#### [Excerpts from a detection dataset]
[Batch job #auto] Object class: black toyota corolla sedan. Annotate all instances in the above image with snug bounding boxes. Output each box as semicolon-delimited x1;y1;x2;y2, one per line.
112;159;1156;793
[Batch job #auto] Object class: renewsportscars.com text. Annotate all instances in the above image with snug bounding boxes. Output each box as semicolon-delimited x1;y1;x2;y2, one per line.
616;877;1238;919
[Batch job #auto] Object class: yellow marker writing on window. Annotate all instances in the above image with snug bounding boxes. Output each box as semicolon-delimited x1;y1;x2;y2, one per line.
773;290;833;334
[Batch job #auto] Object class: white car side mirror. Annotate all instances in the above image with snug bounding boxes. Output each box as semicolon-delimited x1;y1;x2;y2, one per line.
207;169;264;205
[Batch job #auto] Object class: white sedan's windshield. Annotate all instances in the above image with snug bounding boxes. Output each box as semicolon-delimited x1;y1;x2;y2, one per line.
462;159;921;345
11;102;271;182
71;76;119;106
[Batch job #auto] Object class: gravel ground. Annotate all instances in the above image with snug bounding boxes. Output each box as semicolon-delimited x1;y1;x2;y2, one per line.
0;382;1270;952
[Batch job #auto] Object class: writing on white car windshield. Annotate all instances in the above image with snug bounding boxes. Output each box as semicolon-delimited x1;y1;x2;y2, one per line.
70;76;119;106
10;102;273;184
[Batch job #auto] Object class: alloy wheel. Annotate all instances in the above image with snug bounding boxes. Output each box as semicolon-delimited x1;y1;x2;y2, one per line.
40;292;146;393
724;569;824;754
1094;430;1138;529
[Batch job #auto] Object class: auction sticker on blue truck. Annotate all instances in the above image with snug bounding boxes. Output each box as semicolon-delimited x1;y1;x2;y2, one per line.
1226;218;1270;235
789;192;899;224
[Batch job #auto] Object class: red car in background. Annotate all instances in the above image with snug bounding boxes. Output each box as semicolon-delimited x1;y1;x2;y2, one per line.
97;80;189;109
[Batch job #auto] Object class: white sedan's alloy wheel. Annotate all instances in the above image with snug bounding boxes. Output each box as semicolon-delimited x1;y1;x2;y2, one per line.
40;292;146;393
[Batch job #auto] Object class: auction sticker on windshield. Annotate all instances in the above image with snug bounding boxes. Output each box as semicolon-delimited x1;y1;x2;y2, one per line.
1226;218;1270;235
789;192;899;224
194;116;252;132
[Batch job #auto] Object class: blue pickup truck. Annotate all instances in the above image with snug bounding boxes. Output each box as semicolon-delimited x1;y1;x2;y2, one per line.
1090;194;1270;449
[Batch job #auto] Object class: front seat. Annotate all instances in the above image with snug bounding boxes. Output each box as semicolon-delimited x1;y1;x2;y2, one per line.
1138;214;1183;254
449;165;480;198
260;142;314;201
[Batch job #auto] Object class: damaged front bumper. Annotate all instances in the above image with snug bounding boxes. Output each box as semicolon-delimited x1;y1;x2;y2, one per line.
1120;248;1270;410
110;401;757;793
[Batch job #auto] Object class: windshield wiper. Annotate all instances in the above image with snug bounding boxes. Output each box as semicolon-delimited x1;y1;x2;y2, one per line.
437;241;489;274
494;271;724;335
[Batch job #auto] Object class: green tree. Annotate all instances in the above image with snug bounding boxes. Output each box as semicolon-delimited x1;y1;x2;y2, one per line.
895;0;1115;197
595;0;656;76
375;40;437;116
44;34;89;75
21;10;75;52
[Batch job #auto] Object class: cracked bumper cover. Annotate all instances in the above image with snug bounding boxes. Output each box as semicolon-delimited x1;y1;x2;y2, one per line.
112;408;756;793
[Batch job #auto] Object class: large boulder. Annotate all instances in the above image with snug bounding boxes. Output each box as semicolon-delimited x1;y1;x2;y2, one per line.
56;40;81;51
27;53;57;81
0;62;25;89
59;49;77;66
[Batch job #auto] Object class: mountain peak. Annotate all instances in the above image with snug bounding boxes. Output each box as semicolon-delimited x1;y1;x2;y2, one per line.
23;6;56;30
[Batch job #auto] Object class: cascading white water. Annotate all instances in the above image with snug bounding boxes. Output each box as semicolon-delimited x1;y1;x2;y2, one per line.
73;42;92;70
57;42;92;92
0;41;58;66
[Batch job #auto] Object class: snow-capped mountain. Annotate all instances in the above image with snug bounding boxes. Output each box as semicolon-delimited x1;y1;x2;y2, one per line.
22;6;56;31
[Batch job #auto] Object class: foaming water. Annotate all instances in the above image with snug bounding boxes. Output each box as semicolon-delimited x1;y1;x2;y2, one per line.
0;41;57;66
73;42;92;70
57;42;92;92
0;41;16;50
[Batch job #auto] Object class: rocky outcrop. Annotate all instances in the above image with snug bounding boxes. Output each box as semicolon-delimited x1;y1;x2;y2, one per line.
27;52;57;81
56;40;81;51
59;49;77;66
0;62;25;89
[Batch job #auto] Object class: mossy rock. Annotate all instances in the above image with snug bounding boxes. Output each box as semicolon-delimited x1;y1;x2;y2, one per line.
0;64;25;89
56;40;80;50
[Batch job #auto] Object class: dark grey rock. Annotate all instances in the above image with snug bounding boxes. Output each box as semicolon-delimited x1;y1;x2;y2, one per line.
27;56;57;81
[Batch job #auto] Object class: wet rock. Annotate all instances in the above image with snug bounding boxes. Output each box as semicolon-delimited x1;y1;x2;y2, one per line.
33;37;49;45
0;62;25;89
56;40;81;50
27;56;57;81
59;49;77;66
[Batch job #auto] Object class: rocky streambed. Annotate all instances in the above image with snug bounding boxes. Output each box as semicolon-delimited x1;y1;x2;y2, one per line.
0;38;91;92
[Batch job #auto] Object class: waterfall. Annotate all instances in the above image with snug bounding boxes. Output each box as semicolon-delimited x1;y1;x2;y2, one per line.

#### [Problem description]
Could you lay out the items above as a JSON list of strings, one string per line and no blank lines?

#### [Exercise response]
[
  "[Batch job #auto] Object class: black toyota corolla sedan. Annotate all instances in the above image with snug bounding boxes. Output each box as semicolon-delimited x1;y1;x2;y2, one per line.",
  "112;159;1156;793",
  "[Batch job #auto] Object class: renewsportscars.com text. Annotate all instances in the above image with snug bounding boxes. Output each box as semicolon-delimited x1;y1;x2;y2, one per line.",
  "616;877;1238;919",
  "[Batch job #auto] Object class: yellow marker writing on window. Annotate all instances in the above image with snug bounding boxes. Output each box as semicolon-delimited x1;y1;x2;y2, one per line.",
  "773;290;833;334",
  "[Batch job #auto] Object class: white car side mirror. Annotate all instances in the above image with snug bounding boxes. Output each box as semicolon-delimited x1;y1;x2;y2, one per line.",
  "207;169;264;205",
  "[Batch job #auto] Object class: white sedan's windshield. Annotate all instances in the above image with snug bounding boxes. Output each box as semicolon-delimited x1;y1;x2;y2, one per line.",
  "462;159;921;345",
  "11;102;271;182",
  "71;76;119;106",
  "[Batch job #auto] Object class: gravel ground. Annotate all instances in the above image with snug bounding boxes. Output each box as semicolon-delimited x1;y1;x2;y2, one per line.",
  "0;382;1270;952",
  "[Batch job #auto] Object class: writing on white car windshield. Annotate all instances in the above image with snug bounding boxes. Output each box as semicolon-delimited x1;y1;x2;y2, one per line.",
  "70;76;119;106",
  "10;102;273;184",
  "[Batch job #auto] Object class: alloy wheel. Annotate all instances in the above image with snug bounding boxes. Output each box as semicolon-delimited x1;y1;x2;y2, one per line.",
  "40;292;146;393",
  "724;569;824;754",
  "1094;430;1138;529",
  "[Batch job #auto] Object class: auction sticker on blue truck. Annotate all instances in the above image with snug bounding boxes. Output each box as semicolon-delimited x1;y1;x2;y2, one per line.",
  "1226;218;1270;235",
  "789;192;899;224",
  "[Batch job #auto] Object class: red car in background. Annotate all instances in the above image with snug bounding boxes. Output each box as semicolon-delimited x1;y1;x2;y2, one per line.",
  "97;80;189;109",
  "[Batch job #auto] Object class: white sedan's alloy wheel. Annotate all instances in the above image with snug bounding boxes. Output each box as semicolon-delimited x1;y1;x2;y2, one per line.",
  "40;292;146;393",
  "[Batch job #auto] Object class: auction sticker on windshield. Annotate all instances in the above image with snug bounding boxes. Output each box as semicolon-delimited x1;y1;x2;y2, one per line.",
  "1226;218;1270;235",
  "789;192;899;224",
  "194;116;252;132",
  "[Batch job #auto] Object class: blue pickup truck. Annotate all instances in the above image with snug bounding boxes. Output each box as semicolon-delimited x1;y1;x2;y2, one per line.",
  "1090;194;1270;449",
  "[Batch job #auto] Object class: front seat. Annotate all instances in the above image with snug bounding boxes. Output each box as semicolon-delimited x1;y1;x2;y2, one per line.",
  "1138;214;1183;254",
  "449;165;480;198",
  "260;142;314;201",
  "[Batch job #auto] Object class: damaged front bumper. Annotate all instances in the above image with snug bounding boxes. Output each box as semicolon-delimited x1;y1;x2;y2, one per line.",
  "1120;248;1270;410",
  "110;401;757;793",
  "[Batch job #auto] Object class: windshield wiper. Annotate all instances in the above image with snug bounding boxes. Output each box as semicolon-delimited x1;y1;x2;y2, one per line.",
  "437;241;489;274",
  "494;271;724;335",
  "[Batch job #auto] Object class: green tree. Annotate all instances in the above image with snug bounding boxes. Output each box as semicolon-delimited x1;y1;x2;y2, one per line.",
  "895;0;1115;197",
  "595;0;656;76",
  "375;40;437;116",
  "44;34;89;75",
  "21;10;75;52",
  "[Batch job #auto] Object class: cracked bumper cover. Annotate all instances in the above image with snug bounding boxes. Output each box as semicolon-delimited x1;y1;x2;y2, one per line.",
  "112;408;756;793",
  "[Batch job #auto] Object class: large boulder. Annotate all instances in the above image with snug bounding boxes. Output each box as semicolon-delimited x1;y1;x2;y2, one per line.",
  "56;40;81;51",
  "27;53;57;81",
  "0;62;25;89",
  "59;49;77;66",
  "[Batch job #auto] Object class: mountain peak. Annotate all instances in the above image with snug bounding boxes. Output each box as semicolon-delimited x1;y1;x2;y2, one per line.",
  "23;6;56;30",
  "[Batch job #auto] Object class: cascading white water. Annotate all instances in the above image with snug bounding boxes. Output each box as semicolon-delimited x1;y1;x2;y2, one per line.",
  "73;42;92;70",
  "57;42;92;92",
  "0;41;58;66",
  "[Batch job #auto] Object class: snow-capped mountain. Annotate all instances in the above image with snug bounding boxes. Output each box as semicolon-delimited x1;y1;x2;y2, one per line.",
  "22;6;56;31",
  "[Batch job #auto] Object class: foaming water. Annotate all instances in the above image with snug bounding boxes. Output each box as semicolon-delimited x1;y1;x2;y2, one per line.",
  "0;41;57;66",
  "73;42;92;70",
  "57;42;92;92",
  "0;41;16;50",
  "[Batch job #auto] Object class: rocky outcrop. Annotate all instances in the above image with snug bounding boxes. Output each box as semicolon-delimited x1;y1;x2;y2, one per line.",
  "27;52;57;81",
  "56;40;81;51",
  "59;49;77;66",
  "0;62;25;89",
  "[Batch job #auto] Object class: mossy rock. Annotate all instances in the above image with snug bounding boxes. Output each box as semicolon-delimited x1;y1;x2;y2, one per line.",
  "0;64;25;89",
  "56;40;80;50",
  "[Batch job #auto] Object class: dark grey rock. Annotate all instances in the above image with snug bounding boxes. Output each box as semicolon-delimited x1;y1;x2;y2, one per line.",
  "27;56;57;81",
  "[Batch job #auto] Object class: wet rock. Annotate all instances in the above image with snug bounding boxes. Output each box as semicolon-delimited x1;y1;x2;y2, one per line.",
  "33;37;49;45",
  "0;62;25;89",
  "56;40;81;50",
  "27;56;57;81",
  "59;49;77;66",
  "[Batch job #auto] Object class: rocky streambed. Annotate all instances in the above image with snug bounding boxes. Output each box as semicolon-delimited x1;y1;x2;y2, one per line.",
  "0;38;91;92",
  "[Batch job #auto] Object class: waterfall. Annotate all instances in the above image with snug bounding boxes. Output each box as semicolon-delimited x1;y1;x2;y2, one per line."
]